### What the exercise asks
Write out all the records below again, including the requests, and shift every x and y coordinate in the answer points by -95, keeping the coordinates in the requests and format samples as they are. Leave the pictures out.

### Input
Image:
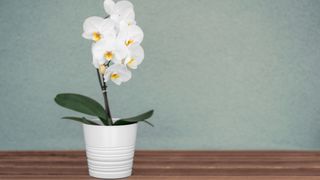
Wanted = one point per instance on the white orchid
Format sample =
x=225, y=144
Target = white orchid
x=118, y=73
x=109, y=50
x=121, y=11
x=135, y=56
x=117, y=38
x=97, y=28
x=130, y=34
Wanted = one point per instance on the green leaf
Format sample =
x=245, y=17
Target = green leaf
x=82, y=120
x=141, y=117
x=82, y=104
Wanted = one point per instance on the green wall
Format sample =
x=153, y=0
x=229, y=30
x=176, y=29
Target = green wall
x=220, y=74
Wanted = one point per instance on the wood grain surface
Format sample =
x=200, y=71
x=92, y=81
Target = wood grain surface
x=171, y=165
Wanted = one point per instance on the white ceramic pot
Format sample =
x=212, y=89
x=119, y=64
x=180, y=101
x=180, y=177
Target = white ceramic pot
x=110, y=150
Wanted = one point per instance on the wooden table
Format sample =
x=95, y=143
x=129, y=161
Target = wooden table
x=167, y=165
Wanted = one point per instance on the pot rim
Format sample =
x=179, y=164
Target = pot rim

### Result
Image:
Wanted = one point per instance on the white orchid
Format sample =
x=225, y=144
Target = white orchid
x=23, y=-22
x=14, y=-45
x=26, y=-84
x=40, y=-39
x=22, y=-57
x=2, y=-67
x=35, y=-61
Wanted = one point per instance on the green leaf
Format sample =
x=245, y=17
Target = green leaf
x=-13, y=25
x=46, y=22
x=-13, y=9
Wanted = one point per instance on the green wall
Format sample =
x=153, y=0
x=229, y=30
x=176, y=29
Target = green wall
x=125, y=-21
Wanted = one point per instance on the wood grain surface
Format sample =
x=200, y=71
x=92, y=81
Target = wood grain surface
x=76, y=70
Wanted = one point per instance on the white ceramic pot
Format sample =
x=212, y=89
x=119, y=64
x=180, y=101
x=180, y=177
Target = white ceramic pot
x=15, y=55
Wanted = one point per instance on the wooden table
Format sample =
x=95, y=143
x=129, y=161
Target = wooden table
x=72, y=70
Wanted = one point per instance on the pot rim
Format sample =
x=179, y=164
Target = pot rim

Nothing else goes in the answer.